What is being asked.
Retype all the records with nothing changed.

Stored rows.
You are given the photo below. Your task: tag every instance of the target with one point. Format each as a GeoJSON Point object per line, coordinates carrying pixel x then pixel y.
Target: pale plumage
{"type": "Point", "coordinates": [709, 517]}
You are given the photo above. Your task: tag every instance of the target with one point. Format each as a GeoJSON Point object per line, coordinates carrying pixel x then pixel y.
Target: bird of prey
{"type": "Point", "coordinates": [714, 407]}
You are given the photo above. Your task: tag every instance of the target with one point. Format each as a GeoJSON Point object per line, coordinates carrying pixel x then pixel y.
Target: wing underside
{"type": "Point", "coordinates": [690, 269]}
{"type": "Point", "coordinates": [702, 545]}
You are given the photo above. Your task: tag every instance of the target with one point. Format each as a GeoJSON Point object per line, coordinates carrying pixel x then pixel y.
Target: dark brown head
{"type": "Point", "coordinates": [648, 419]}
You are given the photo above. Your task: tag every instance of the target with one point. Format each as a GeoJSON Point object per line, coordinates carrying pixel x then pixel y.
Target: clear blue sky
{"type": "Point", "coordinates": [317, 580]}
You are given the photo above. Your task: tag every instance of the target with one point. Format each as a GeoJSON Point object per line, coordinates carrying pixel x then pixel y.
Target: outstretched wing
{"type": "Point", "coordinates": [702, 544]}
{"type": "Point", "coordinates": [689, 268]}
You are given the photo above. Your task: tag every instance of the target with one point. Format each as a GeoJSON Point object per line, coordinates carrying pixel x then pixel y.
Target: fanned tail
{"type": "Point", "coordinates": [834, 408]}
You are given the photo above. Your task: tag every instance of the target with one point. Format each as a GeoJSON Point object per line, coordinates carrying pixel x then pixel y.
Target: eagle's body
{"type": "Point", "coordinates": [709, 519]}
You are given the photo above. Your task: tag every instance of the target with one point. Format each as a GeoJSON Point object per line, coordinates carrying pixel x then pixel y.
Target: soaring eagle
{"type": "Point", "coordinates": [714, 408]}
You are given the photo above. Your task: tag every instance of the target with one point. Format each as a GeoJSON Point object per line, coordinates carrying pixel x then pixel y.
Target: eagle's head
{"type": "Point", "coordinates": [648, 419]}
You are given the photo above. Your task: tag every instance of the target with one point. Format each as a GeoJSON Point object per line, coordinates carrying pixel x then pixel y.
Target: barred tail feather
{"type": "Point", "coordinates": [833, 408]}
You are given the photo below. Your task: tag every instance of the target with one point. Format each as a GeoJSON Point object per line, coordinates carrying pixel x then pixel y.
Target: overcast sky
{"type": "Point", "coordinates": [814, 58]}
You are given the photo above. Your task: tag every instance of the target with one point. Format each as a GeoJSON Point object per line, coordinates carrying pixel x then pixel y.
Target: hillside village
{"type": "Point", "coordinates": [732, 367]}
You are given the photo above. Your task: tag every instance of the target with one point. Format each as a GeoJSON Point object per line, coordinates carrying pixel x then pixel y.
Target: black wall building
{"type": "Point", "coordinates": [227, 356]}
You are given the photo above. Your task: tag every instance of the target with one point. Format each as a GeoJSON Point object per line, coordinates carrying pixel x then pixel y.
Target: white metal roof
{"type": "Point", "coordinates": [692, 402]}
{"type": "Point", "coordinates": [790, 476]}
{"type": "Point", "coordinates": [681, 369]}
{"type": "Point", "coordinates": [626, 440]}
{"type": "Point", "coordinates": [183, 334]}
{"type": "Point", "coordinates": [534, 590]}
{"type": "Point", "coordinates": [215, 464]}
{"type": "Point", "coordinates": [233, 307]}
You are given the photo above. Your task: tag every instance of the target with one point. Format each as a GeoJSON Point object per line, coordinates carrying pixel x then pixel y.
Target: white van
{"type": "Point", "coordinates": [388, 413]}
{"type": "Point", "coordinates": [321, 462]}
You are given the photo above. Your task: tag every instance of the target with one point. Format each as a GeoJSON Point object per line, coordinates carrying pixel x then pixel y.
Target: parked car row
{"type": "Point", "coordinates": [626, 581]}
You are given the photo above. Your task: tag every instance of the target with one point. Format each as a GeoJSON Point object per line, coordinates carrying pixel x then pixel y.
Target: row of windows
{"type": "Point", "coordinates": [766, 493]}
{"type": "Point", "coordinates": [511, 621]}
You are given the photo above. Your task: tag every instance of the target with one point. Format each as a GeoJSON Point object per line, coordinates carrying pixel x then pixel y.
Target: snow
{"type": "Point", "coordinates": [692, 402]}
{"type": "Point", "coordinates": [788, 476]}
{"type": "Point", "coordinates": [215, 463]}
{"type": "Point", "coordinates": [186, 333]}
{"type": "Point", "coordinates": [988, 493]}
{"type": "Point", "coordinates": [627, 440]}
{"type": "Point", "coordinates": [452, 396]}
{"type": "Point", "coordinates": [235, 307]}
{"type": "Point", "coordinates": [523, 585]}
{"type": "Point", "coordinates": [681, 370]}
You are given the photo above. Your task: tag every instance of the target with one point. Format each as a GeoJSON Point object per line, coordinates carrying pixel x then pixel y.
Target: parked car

Output for this task.
You are given the photo below. Your task: tag every instance of the target with one point. Format each as a GeoJSON Point object per line, coordinates carrying pixel x then pixel y.
Target: pale plumage
{"type": "Point", "coordinates": [709, 517]}
You are given the photo above. Your task: tag every instance of the target with one point. Format each as a GeoJSON Point object per line, coordinates carrying pixel x then pixel y.
Target: bird of prey
{"type": "Point", "coordinates": [714, 407]}
You are given the photo above. Your task: tag every instance of the target with one point. Format each as a GeoJSON Point object per line, coordinates carrying pixel x then pixel y.
Target: wing underside
{"type": "Point", "coordinates": [690, 269]}
{"type": "Point", "coordinates": [702, 545]}
You are given the photo above. Your task: tag every instance of the target with one point. Format each as a GeoJSON Point object per line, coordinates carrying pixel x then pixel y.
Target: dark brown head
{"type": "Point", "coordinates": [648, 419]}
You are given the photo above. Your task: tag every instance of the target with one point. Format each as a GeoJSON Point object per line, coordinates carrying pixel x then pixel y.
Target: clear blue sky
{"type": "Point", "coordinates": [317, 580]}
You are given the photo above. Your task: tag every instance of the target with one point. Format each as a GeoJSON Point object per line, coordinates carrying pixel x then pixel y.
Target: outstretched wing
{"type": "Point", "coordinates": [702, 544]}
{"type": "Point", "coordinates": [689, 268]}
You are given the photo above. Your task: tag every instance of the target with one point. Format each as a GeoJSON Point object per line, coordinates carrying pixel x then pixel y.
Target: fanned tail
{"type": "Point", "coordinates": [834, 408]}
You are given the photo above. Your task: tag every instance of the target with one point. Format each as a GeoJSON Point object per line, coordinates carrying pixel x then pixel y.
Target: eagle's body
{"type": "Point", "coordinates": [709, 519]}
You are given the photo above. Your task: tag every instance of the target with one point. Format each as a GeoJSON Point object per line, coordinates carrying pixel x then pixel y.
Target: soaring eagle
{"type": "Point", "coordinates": [714, 408]}
You are given the photo above. Your task: tag every instance of the target with one point. Format each as a GeoJSON Point object per line, coordinates carrying pixel x then pixel y.
Target: eagle's head
{"type": "Point", "coordinates": [648, 419]}
You are given the photo above. Your task: tag every instance of the target with one point. Format each as a GeoJSON Point object per line, coordinates carrying pixel x then pixel y.
Target: barred tail feather
{"type": "Point", "coordinates": [833, 408]}
You are given the photo below. Your task: tag every instance of the target with one point. Format each as a GeoJSON Point object per line, coordinates carrying pixel x then pixel y.
Target: overcast sky
{"type": "Point", "coordinates": [814, 58]}
You are given the photo above. Your task: tag every instance of the target with one point. Format each as a GeoJSON Point object per line, coordinates carrying pixel x then pixel y.
Target: hillside village
{"type": "Point", "coordinates": [732, 367]}
You are given the photo above. Your task: tag every instance of the target with one point. Format each as a GeoJSON Point object per line, coordinates carrying pixel x then pixel y.
Target: black wall building
{"type": "Point", "coordinates": [227, 356]}
You are given the photo above. Your task: tag every instance of the target with one point. Format each as a GeoJSON Point object per line, coordinates carrying pixel x then pixel y.
Target: white metal roof
{"type": "Point", "coordinates": [692, 402]}
{"type": "Point", "coordinates": [790, 476]}
{"type": "Point", "coordinates": [681, 369]}
{"type": "Point", "coordinates": [626, 440]}
{"type": "Point", "coordinates": [183, 334]}
{"type": "Point", "coordinates": [534, 590]}
{"type": "Point", "coordinates": [215, 464]}
{"type": "Point", "coordinates": [233, 307]}
You are given the photo above. Your task: tag every instance of the target with one point. Format each as a GeoJSON Point object per line, coordinates carrying pixel x then pixel y.
Target: white van
{"type": "Point", "coordinates": [388, 413]}
{"type": "Point", "coordinates": [321, 462]}
You are given the photo above. Your task: tag every instance of the target with one point. Format each as a GeoJSON Point object per line, coordinates carrying pixel x then pixel y.
Target: parked car row
{"type": "Point", "coordinates": [626, 581]}
You are given the photo above. Your task: tag every instance of the target with one point. Format each as a GeoJSON Point object per line, coordinates carrying pixel x then pixel y.
Target: row of windows
{"type": "Point", "coordinates": [766, 493]}
{"type": "Point", "coordinates": [511, 621]}
You are given the photo above. Your task: tag every instance of the target with one point. Format each as a GeoJSON Point object per line, coordinates carrying pixel x then pixel y.
Target: snow
{"type": "Point", "coordinates": [692, 402]}
{"type": "Point", "coordinates": [788, 476]}
{"type": "Point", "coordinates": [215, 463]}
{"type": "Point", "coordinates": [186, 333]}
{"type": "Point", "coordinates": [988, 493]}
{"type": "Point", "coordinates": [627, 440]}
{"type": "Point", "coordinates": [452, 396]}
{"type": "Point", "coordinates": [235, 307]}
{"type": "Point", "coordinates": [523, 585]}
{"type": "Point", "coordinates": [681, 370]}
You are given the photo above. Your task: tag every instance of the target with one point. Format each as a GeoJSON Point object per line, coordinates carrying pixel x then pixel y.
Target: parked car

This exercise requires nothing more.